→ **What you will do**:
Using the data below, copy each line that includes the word "reddish".
_ _ _ _ _
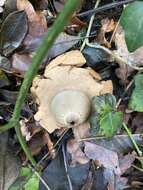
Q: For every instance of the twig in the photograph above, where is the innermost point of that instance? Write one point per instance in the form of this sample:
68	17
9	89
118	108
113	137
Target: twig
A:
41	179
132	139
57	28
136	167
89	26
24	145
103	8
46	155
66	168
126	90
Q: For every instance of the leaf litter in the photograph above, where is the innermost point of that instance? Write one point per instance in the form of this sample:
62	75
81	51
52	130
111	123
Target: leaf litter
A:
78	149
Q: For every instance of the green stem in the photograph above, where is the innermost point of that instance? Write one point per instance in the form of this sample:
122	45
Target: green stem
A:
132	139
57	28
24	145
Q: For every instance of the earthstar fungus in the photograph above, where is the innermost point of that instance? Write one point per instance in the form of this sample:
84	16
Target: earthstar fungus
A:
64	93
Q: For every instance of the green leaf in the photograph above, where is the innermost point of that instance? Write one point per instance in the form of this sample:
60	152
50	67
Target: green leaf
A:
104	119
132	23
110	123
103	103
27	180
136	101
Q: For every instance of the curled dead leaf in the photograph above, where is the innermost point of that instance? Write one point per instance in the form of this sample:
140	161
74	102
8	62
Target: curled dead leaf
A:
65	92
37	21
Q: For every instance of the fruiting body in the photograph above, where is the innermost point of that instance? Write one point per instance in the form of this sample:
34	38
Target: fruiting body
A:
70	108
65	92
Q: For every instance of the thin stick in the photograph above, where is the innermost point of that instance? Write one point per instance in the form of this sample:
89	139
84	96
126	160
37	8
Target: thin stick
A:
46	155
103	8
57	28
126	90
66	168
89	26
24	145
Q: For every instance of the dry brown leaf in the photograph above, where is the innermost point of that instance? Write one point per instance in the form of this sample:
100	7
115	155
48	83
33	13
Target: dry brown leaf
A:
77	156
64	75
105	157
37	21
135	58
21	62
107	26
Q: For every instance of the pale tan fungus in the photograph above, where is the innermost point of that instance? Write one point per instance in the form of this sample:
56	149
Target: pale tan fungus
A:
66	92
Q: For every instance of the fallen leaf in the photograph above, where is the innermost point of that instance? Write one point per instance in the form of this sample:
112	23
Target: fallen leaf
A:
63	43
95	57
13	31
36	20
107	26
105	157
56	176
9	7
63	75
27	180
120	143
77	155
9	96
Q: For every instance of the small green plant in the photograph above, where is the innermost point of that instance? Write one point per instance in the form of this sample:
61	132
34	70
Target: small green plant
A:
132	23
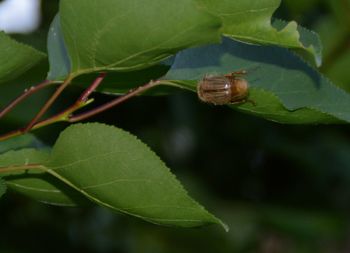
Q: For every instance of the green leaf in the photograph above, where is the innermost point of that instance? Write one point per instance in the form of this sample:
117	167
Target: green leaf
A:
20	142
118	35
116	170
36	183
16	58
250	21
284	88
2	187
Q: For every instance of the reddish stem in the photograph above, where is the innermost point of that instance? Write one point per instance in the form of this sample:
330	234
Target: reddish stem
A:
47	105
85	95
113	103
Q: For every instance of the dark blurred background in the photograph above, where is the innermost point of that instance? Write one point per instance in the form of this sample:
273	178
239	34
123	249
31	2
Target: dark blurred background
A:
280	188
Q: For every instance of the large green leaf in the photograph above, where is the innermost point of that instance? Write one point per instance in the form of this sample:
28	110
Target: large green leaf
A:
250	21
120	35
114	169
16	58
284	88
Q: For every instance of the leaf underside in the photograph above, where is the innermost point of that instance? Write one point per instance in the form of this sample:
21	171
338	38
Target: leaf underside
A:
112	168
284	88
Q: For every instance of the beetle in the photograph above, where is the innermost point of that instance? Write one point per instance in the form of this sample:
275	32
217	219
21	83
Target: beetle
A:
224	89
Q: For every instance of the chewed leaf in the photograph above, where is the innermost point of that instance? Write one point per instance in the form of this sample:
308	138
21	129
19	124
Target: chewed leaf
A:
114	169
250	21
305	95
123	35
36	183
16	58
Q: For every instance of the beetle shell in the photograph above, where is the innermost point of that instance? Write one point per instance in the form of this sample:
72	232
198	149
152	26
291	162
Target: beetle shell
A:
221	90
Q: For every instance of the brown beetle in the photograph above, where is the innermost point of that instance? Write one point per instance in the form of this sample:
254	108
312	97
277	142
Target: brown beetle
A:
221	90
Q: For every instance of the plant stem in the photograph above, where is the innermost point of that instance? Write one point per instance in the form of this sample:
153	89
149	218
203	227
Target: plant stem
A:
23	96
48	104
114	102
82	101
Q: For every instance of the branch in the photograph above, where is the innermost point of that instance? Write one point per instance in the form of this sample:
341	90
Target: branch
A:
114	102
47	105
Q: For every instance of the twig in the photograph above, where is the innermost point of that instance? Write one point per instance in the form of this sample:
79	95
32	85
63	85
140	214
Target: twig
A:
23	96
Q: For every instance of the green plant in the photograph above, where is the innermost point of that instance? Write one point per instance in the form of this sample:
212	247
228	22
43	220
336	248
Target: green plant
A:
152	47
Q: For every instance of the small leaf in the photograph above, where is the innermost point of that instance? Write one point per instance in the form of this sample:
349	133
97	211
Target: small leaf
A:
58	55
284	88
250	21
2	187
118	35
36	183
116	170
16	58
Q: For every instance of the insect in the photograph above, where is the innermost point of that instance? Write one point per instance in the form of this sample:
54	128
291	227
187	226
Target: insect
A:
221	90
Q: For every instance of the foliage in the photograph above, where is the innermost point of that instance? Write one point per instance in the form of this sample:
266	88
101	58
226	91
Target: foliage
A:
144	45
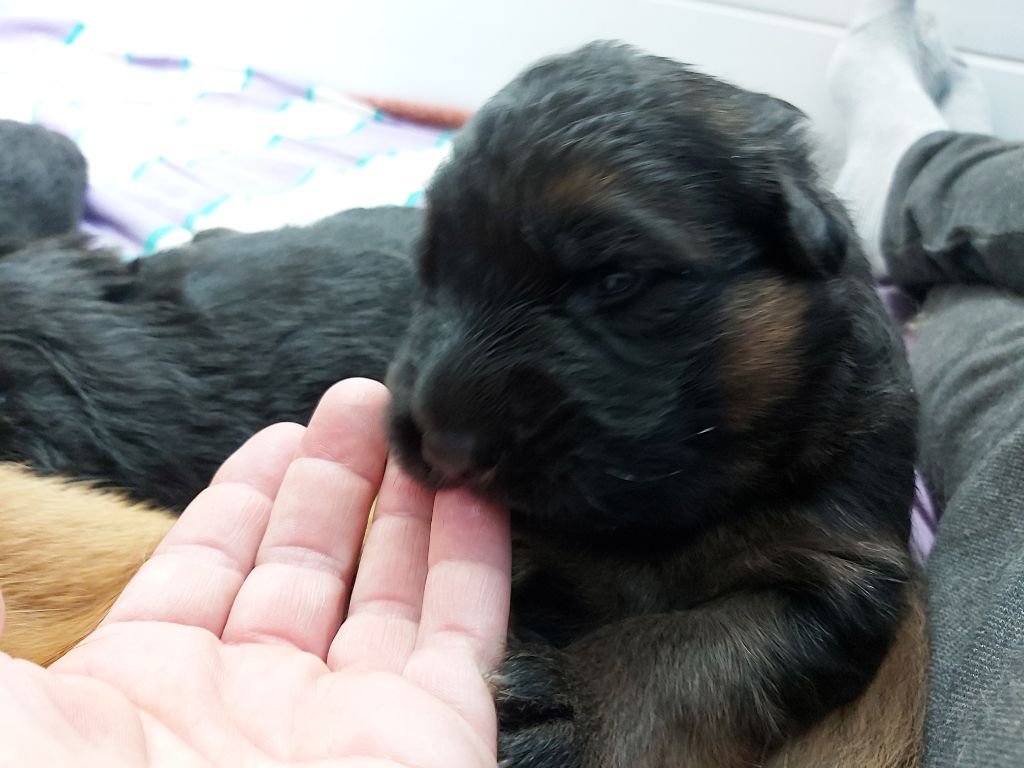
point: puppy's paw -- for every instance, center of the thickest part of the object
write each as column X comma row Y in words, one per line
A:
_ _ _ _ _
→ **Finished exercise**:
Q: For every instance of the reddish stem in the photograph above, where is the innermost point of that instance? Write one point per instance in the form of this sample:
Target: reddish stem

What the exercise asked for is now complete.